PROBLEMS TO WORK ON →
a – In the blog extract, what kind of tea is mentioned in the post dated June 18, 2009?
b – Please retype the blog extract word for word, starting at "Life(or rather a" and ending at "of life, extinguished.".

EXTRACT →
───

Thursday, June 25, 2009

so how?

Such an easy question to ask. Why doesn't anyone ask themselves that question and try to answer it?

justin.

Thursday, June 18, 2009

stick.

Too much inactivity in the day, it seems, might lead to slightly less sleepy nights. Or perhaps just a mind over active at the wrong time. Slightly inebriated by chrysanthemum tea, the mind wandered into semi-subconscious territory. The topic of life floated to the surface, like how a cigarette butt floats in the water of an ash tray.

Life(or rather a person) it seems, could be likened to a lighted cigarette. Once the flame of life ignites one at birth, he begins to slowly burn away. As the seconds go by, more and more of the cigarette becomes ash, more and more of the person becomes a little figment of history, his story. The cigarette gets shorter, as does life. At the end, no matter how much satisfaction a person has derived from his cigarette, his life, it is but a stubbed out cigarette butt, floating in the water of an ash tray, the flame of life, extinguished.

───

RECORD LIST →
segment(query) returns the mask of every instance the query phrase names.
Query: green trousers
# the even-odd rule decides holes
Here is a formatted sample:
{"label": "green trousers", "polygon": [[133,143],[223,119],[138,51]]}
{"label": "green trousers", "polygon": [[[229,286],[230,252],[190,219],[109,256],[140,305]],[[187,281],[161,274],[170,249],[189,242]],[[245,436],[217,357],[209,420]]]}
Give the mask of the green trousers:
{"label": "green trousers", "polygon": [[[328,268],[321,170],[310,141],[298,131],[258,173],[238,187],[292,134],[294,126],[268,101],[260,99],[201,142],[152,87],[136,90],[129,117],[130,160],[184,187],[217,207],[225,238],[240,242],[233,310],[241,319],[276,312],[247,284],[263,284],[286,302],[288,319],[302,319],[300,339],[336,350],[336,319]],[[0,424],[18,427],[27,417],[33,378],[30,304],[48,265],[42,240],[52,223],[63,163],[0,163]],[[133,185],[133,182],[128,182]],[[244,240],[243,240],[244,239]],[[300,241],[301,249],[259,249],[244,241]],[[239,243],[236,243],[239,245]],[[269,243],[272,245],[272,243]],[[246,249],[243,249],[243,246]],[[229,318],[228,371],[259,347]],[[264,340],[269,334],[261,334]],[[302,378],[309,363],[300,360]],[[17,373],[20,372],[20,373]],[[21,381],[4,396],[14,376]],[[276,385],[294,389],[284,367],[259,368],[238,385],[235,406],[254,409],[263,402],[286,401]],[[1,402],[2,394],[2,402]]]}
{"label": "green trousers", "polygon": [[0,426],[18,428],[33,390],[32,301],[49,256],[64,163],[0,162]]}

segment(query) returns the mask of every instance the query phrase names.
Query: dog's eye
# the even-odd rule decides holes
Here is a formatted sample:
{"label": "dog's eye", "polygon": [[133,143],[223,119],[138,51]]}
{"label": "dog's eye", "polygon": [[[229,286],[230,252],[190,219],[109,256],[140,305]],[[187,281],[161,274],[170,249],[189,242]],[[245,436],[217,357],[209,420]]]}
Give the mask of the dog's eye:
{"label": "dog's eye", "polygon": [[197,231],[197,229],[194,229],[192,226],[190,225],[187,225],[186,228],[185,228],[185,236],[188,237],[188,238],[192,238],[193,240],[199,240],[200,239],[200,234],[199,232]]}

───

WORKED ANSWERS →
a – Chrysanthemum tea.

b –
Life(or rather a person) it seems, could be likened to a lighted cigarette. Once the flame of life ignites one at birth, he begins to slowly burn away. As the seconds go by, more and more of the cigarette becomes ash, more and more of the person becomes a little figment of history, his story. The cigarette gets shorter, as does life. At the end, no matter how much satisfaction a person has derived from his cigarette, his life, it is but a stubbed out cigarette butt, floating in the water of an ash tray, the flame of life, extinguished.